- _Selected extract_
******************************

Tantalising tastes. Sri Lankan curries use a greater spice base and a quicker cooking time than their Indian neighbours. The results are fresh, zingy and flavoursome especially the Black Pork Curry at the Paradise Road Galleries and Gallery Café. Sample street food on the Galle Face Green and or try the street food specialty Kottu Roti (chopped up roti with vegetables, meat and sauce) at any time of the day or night at the Hotel De Pilawoose (422/3 Galle Rd btw 6th Lane & Alfred Pl, Western Province). The national dish of rice and curry tempts from every corner but don’t miss out on hoppers at The Green Cabin who serve authentic and inexpensive local cuisine or try The Curry Leaf at the Hilton Colombo for upscale Sri Lankan fare.
Shopping spree. Glamazon’s will plunge into ODEL’s department store or partake in a rummage and a bargain at the House of Fashions. Dating back to the Dutch colonial era, the converted Dutch Hospital is a relaxing shopping and eating precinct. Barefoot has a maze of handcrafted homewares, a bohemian café and a bookshop crammed with international and local titles like author Ashok Ferrey’s exquisite Serendipity. Paradise Road Stores are emporiums to all things chic for your home. Art and antique lovers will wish they had a house in Sri Lanka to adorn with the handpicked items from around the world found at Gandhara Crafts and Artifacts. Famous for precious and semi-precious gems, especially blue sapphires, red rubies and amethysts from the National Gem and Jewellery Authority and Careems who have been bejewelling customers since 1890. Market goers may never return from the labyrinth of the Pettah Bazaar where each thoroughfare has its own speciality whether it be jewellery, Ayurvedic medicines, antiques or anything fantastical.

******************************

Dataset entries
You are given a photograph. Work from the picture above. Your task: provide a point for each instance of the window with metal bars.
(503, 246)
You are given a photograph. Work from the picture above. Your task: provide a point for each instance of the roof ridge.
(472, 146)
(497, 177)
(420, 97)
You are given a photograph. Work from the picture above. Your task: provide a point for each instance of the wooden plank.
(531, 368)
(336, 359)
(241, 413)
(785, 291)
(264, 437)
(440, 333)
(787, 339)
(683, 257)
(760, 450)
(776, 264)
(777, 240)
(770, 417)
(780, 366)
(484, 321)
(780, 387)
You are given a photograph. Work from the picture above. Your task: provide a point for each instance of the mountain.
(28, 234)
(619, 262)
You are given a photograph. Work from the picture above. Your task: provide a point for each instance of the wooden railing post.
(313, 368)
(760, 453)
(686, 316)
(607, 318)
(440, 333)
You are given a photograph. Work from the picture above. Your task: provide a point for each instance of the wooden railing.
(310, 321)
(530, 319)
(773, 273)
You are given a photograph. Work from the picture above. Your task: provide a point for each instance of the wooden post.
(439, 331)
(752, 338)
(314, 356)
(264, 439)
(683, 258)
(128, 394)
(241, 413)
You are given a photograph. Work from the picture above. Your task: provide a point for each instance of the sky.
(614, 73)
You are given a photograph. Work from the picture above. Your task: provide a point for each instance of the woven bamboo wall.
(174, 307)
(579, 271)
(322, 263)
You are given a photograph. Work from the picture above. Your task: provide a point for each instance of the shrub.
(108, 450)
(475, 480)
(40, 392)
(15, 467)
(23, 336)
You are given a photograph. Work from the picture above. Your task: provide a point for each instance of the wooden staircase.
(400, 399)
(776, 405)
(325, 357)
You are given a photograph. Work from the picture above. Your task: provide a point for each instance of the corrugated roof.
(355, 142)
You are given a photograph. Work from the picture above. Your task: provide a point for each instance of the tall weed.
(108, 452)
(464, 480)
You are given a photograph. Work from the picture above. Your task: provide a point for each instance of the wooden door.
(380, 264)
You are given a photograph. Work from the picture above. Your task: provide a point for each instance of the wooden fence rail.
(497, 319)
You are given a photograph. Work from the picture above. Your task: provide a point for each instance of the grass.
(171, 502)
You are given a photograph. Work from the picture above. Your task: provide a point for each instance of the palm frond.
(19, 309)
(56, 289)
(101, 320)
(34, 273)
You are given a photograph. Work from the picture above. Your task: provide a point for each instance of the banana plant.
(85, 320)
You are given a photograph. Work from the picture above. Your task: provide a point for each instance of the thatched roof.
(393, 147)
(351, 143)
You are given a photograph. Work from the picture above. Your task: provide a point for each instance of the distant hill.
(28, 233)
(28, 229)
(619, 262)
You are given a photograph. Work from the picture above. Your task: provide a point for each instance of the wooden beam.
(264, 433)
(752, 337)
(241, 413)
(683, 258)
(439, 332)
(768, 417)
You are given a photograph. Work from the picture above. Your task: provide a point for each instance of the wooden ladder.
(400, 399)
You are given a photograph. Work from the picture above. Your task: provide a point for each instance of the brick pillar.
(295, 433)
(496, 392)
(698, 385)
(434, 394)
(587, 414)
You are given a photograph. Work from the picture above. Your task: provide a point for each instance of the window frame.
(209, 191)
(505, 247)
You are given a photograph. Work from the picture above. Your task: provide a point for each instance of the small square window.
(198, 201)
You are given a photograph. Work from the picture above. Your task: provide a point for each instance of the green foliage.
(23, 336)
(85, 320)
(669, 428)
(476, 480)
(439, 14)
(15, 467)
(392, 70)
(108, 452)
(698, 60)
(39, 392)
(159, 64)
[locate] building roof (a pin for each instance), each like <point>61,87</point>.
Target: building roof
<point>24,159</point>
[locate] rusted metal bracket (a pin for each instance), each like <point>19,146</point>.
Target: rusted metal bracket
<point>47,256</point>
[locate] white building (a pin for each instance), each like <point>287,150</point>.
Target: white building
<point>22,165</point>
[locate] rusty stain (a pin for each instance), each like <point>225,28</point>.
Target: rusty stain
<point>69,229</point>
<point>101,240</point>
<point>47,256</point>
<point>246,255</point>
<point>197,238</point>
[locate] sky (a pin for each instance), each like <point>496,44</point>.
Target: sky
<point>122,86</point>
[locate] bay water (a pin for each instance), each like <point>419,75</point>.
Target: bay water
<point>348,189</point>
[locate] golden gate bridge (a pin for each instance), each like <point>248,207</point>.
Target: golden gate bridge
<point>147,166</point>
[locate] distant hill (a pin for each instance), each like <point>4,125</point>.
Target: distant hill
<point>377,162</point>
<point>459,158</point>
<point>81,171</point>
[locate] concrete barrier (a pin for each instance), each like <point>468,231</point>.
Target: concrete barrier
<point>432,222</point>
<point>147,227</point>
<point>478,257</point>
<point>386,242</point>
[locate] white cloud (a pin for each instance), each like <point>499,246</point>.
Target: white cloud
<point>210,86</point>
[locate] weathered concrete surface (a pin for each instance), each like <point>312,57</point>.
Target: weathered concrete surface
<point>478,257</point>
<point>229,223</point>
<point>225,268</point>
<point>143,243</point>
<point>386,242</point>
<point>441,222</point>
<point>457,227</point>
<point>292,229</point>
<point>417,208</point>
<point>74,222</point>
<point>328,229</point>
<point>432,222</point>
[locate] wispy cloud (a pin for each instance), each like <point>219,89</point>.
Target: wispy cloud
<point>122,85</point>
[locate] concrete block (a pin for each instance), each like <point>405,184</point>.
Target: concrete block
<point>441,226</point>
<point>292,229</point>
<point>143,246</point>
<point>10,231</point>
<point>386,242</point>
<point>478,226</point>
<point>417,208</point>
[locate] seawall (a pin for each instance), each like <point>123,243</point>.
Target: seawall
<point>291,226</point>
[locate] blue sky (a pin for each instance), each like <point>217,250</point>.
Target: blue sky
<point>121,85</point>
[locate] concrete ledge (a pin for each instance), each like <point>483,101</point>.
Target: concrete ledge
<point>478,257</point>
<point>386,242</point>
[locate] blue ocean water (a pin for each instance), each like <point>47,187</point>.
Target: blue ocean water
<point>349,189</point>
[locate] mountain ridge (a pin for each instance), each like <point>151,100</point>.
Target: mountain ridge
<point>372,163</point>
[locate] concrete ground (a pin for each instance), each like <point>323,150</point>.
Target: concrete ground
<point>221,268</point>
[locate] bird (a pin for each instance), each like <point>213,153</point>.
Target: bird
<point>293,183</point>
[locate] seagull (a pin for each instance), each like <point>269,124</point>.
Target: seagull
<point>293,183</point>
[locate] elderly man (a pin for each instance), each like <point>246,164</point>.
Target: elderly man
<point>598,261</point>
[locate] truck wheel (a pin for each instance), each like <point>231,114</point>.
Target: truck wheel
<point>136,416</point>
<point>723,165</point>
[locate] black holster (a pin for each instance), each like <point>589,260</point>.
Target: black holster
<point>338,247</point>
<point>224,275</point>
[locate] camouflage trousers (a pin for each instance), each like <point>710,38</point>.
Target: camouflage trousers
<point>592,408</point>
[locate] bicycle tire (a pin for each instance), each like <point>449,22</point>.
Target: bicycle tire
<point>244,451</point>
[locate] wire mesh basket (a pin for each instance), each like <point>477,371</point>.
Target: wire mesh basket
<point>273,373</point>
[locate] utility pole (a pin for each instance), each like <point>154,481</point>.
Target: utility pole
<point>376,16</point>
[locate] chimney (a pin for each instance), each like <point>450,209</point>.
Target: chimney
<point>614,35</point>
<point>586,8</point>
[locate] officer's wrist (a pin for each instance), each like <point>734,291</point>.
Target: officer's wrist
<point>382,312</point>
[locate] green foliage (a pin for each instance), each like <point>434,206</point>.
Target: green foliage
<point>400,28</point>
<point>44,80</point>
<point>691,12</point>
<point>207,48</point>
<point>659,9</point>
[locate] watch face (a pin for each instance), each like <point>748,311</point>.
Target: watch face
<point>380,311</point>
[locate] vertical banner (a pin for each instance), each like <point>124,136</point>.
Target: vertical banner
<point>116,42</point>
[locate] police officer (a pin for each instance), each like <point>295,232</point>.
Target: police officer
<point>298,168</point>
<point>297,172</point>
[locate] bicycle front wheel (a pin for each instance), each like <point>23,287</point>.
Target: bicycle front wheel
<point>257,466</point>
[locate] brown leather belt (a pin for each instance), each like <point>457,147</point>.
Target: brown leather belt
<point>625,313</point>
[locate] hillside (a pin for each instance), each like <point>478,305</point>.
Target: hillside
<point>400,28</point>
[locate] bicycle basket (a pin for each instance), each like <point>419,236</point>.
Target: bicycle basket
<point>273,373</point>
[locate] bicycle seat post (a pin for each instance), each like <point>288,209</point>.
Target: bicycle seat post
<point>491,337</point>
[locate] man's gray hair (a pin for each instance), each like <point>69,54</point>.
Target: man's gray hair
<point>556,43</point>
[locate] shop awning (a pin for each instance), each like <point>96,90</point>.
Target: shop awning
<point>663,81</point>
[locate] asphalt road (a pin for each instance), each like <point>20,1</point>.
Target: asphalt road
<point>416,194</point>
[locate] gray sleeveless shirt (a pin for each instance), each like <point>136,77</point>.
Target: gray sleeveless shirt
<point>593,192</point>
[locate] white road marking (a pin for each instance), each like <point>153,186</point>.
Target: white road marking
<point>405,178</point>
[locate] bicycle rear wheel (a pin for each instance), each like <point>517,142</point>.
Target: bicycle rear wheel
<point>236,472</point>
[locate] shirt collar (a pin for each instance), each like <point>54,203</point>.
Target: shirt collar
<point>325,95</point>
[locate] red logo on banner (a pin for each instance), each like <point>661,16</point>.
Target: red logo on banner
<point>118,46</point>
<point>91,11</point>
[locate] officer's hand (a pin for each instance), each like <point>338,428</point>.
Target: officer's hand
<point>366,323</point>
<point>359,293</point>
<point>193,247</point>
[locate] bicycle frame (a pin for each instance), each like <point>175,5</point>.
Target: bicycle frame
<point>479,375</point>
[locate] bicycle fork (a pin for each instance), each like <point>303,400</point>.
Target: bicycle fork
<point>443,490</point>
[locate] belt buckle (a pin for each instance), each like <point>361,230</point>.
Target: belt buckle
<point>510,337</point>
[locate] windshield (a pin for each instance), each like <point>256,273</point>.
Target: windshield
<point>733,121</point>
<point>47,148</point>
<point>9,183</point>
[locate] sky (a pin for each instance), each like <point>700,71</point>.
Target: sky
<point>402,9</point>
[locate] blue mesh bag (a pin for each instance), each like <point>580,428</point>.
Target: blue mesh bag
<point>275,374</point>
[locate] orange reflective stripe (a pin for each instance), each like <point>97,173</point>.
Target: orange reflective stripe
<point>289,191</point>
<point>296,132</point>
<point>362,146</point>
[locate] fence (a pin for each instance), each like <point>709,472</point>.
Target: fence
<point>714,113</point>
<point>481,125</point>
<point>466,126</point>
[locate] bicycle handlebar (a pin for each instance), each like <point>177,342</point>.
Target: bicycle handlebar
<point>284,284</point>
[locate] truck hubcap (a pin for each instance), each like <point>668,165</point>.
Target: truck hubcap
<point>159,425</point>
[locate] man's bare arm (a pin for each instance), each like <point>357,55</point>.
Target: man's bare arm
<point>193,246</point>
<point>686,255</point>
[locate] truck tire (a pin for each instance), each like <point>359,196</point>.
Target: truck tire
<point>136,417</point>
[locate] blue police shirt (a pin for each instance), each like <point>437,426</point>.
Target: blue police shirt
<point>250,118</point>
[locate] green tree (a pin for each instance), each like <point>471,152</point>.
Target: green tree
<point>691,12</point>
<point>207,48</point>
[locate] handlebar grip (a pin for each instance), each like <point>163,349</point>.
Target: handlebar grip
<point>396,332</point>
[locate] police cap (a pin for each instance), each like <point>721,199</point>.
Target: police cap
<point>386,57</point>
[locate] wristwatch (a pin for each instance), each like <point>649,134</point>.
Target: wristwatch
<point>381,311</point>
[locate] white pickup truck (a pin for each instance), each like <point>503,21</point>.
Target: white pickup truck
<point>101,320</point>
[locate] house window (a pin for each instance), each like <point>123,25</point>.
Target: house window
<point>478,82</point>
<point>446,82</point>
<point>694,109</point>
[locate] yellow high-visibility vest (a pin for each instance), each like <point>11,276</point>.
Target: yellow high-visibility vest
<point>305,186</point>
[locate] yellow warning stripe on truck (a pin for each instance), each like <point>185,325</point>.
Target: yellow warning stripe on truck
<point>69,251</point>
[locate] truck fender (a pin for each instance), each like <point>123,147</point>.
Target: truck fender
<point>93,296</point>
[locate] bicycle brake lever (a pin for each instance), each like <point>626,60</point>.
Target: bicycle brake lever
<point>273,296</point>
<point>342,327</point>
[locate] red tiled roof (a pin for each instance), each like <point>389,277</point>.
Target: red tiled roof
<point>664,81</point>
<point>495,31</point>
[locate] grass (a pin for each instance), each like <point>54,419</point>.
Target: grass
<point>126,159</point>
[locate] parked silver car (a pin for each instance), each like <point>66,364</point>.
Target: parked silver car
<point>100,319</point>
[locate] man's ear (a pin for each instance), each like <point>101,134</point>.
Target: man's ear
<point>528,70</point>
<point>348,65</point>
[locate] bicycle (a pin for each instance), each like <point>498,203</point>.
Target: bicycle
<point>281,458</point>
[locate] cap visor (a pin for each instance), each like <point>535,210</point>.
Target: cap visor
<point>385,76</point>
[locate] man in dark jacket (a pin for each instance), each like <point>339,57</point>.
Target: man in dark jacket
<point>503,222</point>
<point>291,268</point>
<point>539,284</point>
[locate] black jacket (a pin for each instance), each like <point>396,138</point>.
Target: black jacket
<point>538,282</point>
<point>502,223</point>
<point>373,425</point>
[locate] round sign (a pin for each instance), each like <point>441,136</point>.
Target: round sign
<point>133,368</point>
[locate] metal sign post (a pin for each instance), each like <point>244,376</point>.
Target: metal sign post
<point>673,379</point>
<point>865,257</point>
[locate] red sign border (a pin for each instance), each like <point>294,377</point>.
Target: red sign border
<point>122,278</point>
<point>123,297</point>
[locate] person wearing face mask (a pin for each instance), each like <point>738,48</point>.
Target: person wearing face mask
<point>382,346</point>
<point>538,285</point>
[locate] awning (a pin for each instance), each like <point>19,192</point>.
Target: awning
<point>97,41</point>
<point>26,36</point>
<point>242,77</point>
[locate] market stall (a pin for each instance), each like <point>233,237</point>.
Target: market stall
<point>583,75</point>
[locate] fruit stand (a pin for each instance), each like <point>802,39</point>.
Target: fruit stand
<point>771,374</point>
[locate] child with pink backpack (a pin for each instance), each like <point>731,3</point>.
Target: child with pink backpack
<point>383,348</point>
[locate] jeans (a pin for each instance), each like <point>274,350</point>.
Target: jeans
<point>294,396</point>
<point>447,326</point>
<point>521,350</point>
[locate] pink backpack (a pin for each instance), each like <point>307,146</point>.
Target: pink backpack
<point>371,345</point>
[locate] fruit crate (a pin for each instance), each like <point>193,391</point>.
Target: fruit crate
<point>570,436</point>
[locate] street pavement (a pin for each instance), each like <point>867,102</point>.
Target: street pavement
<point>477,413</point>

******************************

- _What is being asked_
From the passage on eating and shopping in Sri Lanka above, print the section starting at "Tantalising tastes. Sri" and ending at "Sri Lankan fare.", word for word.

- _Output below_
Tantalising tastes. Sri Lankan curries use a greater spice base and a quicker cooking time than their Indian neighbours. The results are fresh, zingy and flavoursome especially the Black Pork Curry at the Paradise Road Galleries and Gallery Café. Sample street food on the Galle Face Green and or try the street food specialty Kottu Roti (chopped up roti with vegetables, meat and sauce) at any time of the day or night at the Hotel De Pilawoose (422/3 Galle Rd btw 6th Lane & Alfred Pl, Western Province). The national dish of rice and curry tempts from every corner but don’t miss out on hoppers at The Green Cabin who serve authentic and inexpensive local cuisine or try The Curry Leaf at the Hilton Colombo for upscale Sri Lankan fare.